◆ Aufgabe A:
Welche Zeilen der Datensätze enthalten die Zeichenfolge "roofline", wobei Groß- und Kleinschreibung zählt? Zeige jede dieser Zeilen vollständig.

◆ Textabschnitt:
- - - -

Dr. Fischer, Bundesanwalt als Vertreter der Bundesanwaltschaft,
Rechtsanwalt als Verteidiger, Justizangestellte als Urkundsbeamtin der
Geschäftsstelle, für Recht erkannt:
1. Auf die Revision des Angeklagten wird das Urteil des Landgerichts
Trier vom 3. Dezember 2001 mit den zugehörigen Feststellungen
aufgehoben, soweit der Angeklagte in den Fällen II. 2 und 3
sowie 6 bis 8 verurteilt worden ist, hinsichtlich der beiden
Gesamtstrafen und soweit die Sperrfrist für die Erteilung der
Fahrerlaubnis aus dem Strafbefehl des Amtsgerichtes Trier vom 15.
November 2000 aufrecht erhalten worden ist.
2. Die Sache wird im Umfang der Aufhebung zu neuer Verhandlung und
Entscheidung, auch über die Kosten des Rechtsmittels, an eine
andere Strafkammer des Landgerichts zurückverwiesen.
3. Die weitergehende Revision wird verworfen.
Von Rechts wegen
Gründe:
Das Landgericht hat den Angeklagten wegen Vergewaltigung in zwei
Fällen, davon in einem Fall in Tateinheit mit
vorsätzlicher Körperverletzung, im anderen Fall mit
gefährlicher Körperverletzung, und wegen
vorsätzlicher Körperverletzung zu einer
Gesamtfreiheitsstrafe von vier Jahren und zwei Monaten,
darüber hinaus wegen Vergewaltigung in zwei Fällen,
jeweils in Tateinheit mit vorsätzlicher
Körperverletzung, wegen Mißhandlung von
Schutzbefohlenen in drei Fällen sowie wegen
vorsätzlicher Körperverletzung in drei
Fällen unter nachträglicher Einbeziehung einer
Geldstrafe zu einer weiteren Gesamtfreiheitsstrafe von drei Jahren und
vier Monaten verurteilt. Seine hiergegen eingelegte, auf
Verfahrensrügen sowie die Sachrüge gestützte
Revision hat nur in dem aus dem Tenor ersichtlichen Umfang Erfolg.

- - - -

(Auszüge aus einem Datensatz mit Ortsannotationen)

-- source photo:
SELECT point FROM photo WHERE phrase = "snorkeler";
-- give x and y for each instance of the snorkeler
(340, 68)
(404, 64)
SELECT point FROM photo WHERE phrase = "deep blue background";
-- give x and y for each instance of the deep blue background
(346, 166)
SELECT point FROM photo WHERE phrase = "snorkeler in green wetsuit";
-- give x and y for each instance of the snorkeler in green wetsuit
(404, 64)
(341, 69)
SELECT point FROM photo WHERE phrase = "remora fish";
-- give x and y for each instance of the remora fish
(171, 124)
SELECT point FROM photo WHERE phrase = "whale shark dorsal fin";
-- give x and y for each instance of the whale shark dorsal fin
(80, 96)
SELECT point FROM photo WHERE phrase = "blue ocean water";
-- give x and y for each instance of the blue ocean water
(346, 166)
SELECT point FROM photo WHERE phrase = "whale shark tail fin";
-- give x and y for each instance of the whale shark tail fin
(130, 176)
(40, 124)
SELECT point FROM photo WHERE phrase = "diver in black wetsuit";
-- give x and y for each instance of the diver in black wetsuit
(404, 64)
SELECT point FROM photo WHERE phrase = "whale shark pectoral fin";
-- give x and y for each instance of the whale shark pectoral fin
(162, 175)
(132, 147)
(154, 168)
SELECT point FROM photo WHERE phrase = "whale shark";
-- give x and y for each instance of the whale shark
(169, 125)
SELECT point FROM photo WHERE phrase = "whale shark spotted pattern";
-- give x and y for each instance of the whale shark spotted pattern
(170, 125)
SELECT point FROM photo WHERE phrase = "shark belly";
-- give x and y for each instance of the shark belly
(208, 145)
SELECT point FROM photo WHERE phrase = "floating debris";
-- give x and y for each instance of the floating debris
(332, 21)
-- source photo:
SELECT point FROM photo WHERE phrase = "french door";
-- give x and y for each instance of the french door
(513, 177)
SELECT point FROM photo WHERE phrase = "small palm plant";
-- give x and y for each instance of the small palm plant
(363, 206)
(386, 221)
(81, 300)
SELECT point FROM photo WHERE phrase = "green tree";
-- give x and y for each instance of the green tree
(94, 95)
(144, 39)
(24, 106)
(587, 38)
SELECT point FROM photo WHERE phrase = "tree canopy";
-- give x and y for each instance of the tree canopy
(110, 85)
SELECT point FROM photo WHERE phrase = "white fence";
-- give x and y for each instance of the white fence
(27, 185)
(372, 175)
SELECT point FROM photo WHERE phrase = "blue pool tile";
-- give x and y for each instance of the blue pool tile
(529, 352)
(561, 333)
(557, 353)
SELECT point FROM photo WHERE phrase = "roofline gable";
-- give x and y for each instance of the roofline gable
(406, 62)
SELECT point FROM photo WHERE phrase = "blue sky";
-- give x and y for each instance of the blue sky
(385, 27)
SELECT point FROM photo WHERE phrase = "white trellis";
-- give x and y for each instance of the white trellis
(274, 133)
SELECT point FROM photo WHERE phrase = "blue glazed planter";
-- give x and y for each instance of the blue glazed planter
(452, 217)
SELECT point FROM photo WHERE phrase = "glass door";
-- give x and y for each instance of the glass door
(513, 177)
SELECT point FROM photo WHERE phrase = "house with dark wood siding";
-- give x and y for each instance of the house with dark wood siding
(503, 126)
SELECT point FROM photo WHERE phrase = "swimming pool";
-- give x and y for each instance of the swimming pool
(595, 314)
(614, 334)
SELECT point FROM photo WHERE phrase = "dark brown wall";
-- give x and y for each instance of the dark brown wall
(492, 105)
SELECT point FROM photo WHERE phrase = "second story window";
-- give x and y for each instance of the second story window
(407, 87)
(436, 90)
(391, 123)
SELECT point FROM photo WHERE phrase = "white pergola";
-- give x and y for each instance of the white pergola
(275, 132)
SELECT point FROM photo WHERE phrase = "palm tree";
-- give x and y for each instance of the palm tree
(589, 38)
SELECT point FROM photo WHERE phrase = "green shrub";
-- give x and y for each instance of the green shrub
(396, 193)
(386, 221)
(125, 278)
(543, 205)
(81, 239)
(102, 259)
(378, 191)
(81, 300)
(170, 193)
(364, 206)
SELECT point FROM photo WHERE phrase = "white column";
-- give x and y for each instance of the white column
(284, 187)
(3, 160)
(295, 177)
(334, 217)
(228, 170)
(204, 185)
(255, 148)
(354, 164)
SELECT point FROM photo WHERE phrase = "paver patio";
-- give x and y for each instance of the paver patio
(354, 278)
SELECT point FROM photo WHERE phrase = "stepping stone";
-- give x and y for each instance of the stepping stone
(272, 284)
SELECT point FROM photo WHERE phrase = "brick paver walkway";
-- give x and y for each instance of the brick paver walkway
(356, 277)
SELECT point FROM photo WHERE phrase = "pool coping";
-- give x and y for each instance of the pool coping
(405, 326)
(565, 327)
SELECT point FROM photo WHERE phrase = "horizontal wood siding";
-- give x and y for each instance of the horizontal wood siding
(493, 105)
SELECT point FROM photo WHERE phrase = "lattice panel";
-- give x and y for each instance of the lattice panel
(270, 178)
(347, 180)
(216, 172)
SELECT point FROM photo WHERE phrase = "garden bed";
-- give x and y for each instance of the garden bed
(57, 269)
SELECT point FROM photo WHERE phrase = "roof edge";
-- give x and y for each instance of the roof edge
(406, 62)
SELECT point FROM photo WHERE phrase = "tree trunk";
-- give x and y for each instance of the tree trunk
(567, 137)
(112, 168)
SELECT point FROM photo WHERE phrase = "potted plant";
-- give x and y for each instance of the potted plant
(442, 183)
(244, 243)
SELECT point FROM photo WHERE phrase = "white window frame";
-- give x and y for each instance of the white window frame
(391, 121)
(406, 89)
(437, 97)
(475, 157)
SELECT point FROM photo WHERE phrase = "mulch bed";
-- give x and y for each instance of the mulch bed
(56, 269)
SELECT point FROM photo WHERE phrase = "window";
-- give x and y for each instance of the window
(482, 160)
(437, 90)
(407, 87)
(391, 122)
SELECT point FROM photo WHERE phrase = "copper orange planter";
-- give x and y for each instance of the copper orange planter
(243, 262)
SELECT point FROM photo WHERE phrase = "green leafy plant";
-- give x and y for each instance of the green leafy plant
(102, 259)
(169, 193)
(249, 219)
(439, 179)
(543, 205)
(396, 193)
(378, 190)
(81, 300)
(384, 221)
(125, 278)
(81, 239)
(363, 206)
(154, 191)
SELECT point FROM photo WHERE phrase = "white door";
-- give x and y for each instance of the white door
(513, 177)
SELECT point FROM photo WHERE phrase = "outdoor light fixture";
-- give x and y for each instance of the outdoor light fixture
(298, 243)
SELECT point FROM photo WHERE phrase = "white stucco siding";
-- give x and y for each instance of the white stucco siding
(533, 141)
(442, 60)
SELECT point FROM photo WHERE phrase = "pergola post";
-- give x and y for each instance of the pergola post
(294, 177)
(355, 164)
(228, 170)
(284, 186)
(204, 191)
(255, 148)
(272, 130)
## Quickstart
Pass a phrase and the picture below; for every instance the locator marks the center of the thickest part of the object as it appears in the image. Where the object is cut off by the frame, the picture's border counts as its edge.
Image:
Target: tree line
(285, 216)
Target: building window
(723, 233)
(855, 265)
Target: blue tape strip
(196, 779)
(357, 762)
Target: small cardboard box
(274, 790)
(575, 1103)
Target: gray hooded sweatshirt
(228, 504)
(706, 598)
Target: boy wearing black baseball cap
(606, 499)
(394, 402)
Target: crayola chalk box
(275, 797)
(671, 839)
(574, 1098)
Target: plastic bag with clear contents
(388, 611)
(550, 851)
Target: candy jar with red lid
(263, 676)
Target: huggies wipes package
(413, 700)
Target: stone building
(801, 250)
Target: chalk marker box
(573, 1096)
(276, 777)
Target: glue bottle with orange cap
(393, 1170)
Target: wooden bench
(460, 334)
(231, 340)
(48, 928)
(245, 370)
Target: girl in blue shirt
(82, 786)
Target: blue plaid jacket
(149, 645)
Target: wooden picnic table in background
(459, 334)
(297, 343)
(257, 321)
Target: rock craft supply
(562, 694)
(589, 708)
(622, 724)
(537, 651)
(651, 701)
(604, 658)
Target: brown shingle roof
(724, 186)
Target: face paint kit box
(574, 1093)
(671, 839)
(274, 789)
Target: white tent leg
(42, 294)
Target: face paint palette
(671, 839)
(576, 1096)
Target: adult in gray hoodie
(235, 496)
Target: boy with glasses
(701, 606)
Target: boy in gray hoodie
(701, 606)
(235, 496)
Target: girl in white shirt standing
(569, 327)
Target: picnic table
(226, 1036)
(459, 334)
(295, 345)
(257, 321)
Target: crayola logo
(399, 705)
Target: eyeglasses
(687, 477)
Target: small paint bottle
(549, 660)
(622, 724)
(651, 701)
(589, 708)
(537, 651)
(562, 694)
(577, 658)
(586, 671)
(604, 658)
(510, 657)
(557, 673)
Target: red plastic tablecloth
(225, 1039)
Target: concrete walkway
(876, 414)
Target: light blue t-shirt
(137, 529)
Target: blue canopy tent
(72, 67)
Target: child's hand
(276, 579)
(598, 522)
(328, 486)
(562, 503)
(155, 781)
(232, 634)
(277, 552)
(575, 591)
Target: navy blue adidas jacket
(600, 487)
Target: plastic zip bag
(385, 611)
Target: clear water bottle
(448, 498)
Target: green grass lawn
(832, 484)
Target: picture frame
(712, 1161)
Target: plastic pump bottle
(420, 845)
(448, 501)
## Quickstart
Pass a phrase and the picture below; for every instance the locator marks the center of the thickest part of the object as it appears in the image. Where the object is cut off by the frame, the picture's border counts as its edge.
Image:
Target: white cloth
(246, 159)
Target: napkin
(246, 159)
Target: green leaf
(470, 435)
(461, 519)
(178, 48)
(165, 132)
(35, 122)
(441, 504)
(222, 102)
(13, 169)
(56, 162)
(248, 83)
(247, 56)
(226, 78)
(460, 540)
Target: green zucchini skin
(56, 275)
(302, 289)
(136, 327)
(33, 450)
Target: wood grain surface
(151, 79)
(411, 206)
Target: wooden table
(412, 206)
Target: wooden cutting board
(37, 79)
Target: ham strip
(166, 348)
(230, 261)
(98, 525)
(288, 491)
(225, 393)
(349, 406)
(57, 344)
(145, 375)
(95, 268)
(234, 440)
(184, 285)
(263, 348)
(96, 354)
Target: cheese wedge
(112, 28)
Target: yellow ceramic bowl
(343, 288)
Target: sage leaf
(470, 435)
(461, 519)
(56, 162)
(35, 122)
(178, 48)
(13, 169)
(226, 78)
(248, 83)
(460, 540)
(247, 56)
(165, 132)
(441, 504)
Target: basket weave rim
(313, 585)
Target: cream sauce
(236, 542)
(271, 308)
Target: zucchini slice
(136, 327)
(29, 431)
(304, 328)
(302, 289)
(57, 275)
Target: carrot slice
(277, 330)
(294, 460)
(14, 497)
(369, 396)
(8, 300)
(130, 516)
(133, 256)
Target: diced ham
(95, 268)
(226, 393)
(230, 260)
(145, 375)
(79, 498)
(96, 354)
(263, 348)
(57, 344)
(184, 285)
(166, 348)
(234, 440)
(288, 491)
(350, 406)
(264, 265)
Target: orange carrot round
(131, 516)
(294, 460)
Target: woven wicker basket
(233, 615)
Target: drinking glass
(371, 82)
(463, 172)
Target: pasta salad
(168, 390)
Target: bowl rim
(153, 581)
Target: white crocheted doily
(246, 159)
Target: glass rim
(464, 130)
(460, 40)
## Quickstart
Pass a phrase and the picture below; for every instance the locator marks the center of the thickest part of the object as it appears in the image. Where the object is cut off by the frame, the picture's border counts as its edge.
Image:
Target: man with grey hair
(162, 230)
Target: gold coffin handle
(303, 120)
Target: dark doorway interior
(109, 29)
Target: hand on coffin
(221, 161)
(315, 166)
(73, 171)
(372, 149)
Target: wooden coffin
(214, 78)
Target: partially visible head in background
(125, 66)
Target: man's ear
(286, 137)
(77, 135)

- - - -

◆ Aufgabe B:
Gib den Urteilsauszug oben vollständig und Wort für Wort unverändert aus.

◆ Musterlösung A:
SELECT point FROM photo WHERE phrase = "roofline gable";
-- give x and y for each instance of the roofline gable

◆ Musterlösung B:
Dr. Fischer, Bundesanwalt als Vertreter der Bundesanwaltschaft,
Rechtsanwalt als Verteidiger, Justizangestellte als Urkundsbeamtin der
Geschäftsstelle, für Recht erkannt:
1. Auf die Revision des Angeklagten wird das Urteil des Landgerichts
Trier vom 3. Dezember 2001 mit den zugehörigen Feststellungen
aufgehoben, soweit der Angeklagte in den Fällen II. 2 und 3
sowie 6 bis 8 verurteilt worden ist, hinsichtlich der beiden
Gesamtstrafen und soweit die Sperrfrist für die Erteilung der
Fahrerlaubnis aus dem Strafbefehl des Amtsgerichtes Trier vom 15.
November 2000 aufrecht erhalten worden ist.
2. Die Sache wird im Umfang der Aufhebung zu neuer Verhandlung und
Entscheidung, auch über die Kosten des Rechtsmittels, an eine
andere Strafkammer des Landgerichts zurückverwiesen.
3. Die weitergehende Revision wird verworfen.
Von Rechts wegen
Gründe:
Das Landgericht hat den Angeklagten wegen Vergewaltigung in zwei
Fällen, davon in einem Fall in Tateinheit mit
vorsätzlicher Körperverletzung, im anderen Fall mit
gefährlicher Körperverletzung, und wegen
vorsätzlicher Körperverletzung zu einer
Gesamtfreiheitsstrafe von vier Jahren und zwei Monaten,
darüber hinaus wegen Vergewaltigung in zwei Fällen,
jeweils in Tateinheit mit vorsätzlicher
Körperverletzung, wegen Mißhandlung von
Schutzbefohlenen in drei Fällen sowie wegen
vorsätzlicher Körperverletzung in drei
Fällen unter nachträglicher Einbeziehung einer
Geldstrafe zu einer weiteren Gesamtfreiheitsstrafe von drei Jahren und
vier Monaten verurteilt. Seine hiergegen eingelegte, auf
Verfahrensrügen sowie die Sachrüge gestützte
Revision hat nur in dem aus dem Tenor ersichtlichen Umfang Erfolg.